*** Opening Working data ***

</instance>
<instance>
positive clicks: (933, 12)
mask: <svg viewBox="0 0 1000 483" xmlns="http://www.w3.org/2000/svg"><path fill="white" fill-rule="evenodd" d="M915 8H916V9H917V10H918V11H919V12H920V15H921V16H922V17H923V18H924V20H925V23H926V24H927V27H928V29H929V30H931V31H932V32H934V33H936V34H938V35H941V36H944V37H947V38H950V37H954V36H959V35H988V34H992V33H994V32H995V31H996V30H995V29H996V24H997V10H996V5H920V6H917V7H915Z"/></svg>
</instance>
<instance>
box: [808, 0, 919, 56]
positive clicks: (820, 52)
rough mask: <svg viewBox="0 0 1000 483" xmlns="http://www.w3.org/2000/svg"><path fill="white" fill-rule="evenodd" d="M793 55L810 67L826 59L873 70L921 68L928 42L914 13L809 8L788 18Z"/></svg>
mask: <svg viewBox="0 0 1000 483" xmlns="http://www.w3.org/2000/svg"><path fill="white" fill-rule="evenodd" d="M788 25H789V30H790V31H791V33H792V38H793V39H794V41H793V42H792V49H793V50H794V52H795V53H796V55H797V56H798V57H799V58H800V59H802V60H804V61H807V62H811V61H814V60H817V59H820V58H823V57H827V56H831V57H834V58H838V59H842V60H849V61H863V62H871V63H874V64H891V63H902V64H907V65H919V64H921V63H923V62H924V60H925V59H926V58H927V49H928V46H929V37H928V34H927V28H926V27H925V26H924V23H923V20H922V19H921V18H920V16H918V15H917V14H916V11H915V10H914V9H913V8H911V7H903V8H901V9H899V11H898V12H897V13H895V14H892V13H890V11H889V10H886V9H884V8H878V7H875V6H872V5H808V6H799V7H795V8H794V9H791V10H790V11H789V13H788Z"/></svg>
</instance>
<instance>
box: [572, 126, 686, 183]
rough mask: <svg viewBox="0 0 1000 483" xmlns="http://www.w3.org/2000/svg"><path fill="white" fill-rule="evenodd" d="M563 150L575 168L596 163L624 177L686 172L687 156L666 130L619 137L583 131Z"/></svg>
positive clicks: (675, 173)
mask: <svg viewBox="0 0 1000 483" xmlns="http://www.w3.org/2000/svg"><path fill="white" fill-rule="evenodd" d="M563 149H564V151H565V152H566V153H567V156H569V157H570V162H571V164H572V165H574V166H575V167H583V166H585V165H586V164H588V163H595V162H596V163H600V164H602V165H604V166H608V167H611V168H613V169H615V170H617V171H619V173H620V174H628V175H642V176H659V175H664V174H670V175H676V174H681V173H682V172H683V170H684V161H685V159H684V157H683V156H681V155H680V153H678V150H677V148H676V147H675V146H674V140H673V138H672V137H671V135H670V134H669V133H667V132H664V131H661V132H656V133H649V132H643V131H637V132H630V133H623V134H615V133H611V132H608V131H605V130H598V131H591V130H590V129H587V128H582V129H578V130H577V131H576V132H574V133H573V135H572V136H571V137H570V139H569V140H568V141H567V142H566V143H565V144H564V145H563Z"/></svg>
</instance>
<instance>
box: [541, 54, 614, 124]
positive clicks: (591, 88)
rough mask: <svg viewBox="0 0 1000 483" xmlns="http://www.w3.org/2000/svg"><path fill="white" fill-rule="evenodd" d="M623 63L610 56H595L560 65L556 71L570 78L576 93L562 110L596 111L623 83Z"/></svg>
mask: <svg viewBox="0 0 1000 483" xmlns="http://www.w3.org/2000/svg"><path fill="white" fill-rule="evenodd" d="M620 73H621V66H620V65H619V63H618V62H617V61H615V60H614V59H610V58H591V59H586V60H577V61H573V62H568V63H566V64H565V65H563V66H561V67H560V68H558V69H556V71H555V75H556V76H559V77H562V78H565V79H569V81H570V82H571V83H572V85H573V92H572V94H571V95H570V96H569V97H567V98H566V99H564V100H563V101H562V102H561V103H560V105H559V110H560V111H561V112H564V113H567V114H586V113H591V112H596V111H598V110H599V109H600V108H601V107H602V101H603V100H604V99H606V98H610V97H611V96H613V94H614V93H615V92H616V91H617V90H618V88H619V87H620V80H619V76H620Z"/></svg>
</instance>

*** Closing Working data ***

Exercise prompt —
Print, without alteration, only the lines above between the one holding "box: [572, 126, 686, 183]" and the one holding "150L575 168L596 163L624", inclusive.

Answer for the task —
box: [572, 126, 686, 183]
rough mask: <svg viewBox="0 0 1000 483" xmlns="http://www.w3.org/2000/svg"><path fill="white" fill-rule="evenodd" d="M563 150L575 168L596 163L624 177L686 172L687 156L666 130L619 137L583 131Z"/></svg>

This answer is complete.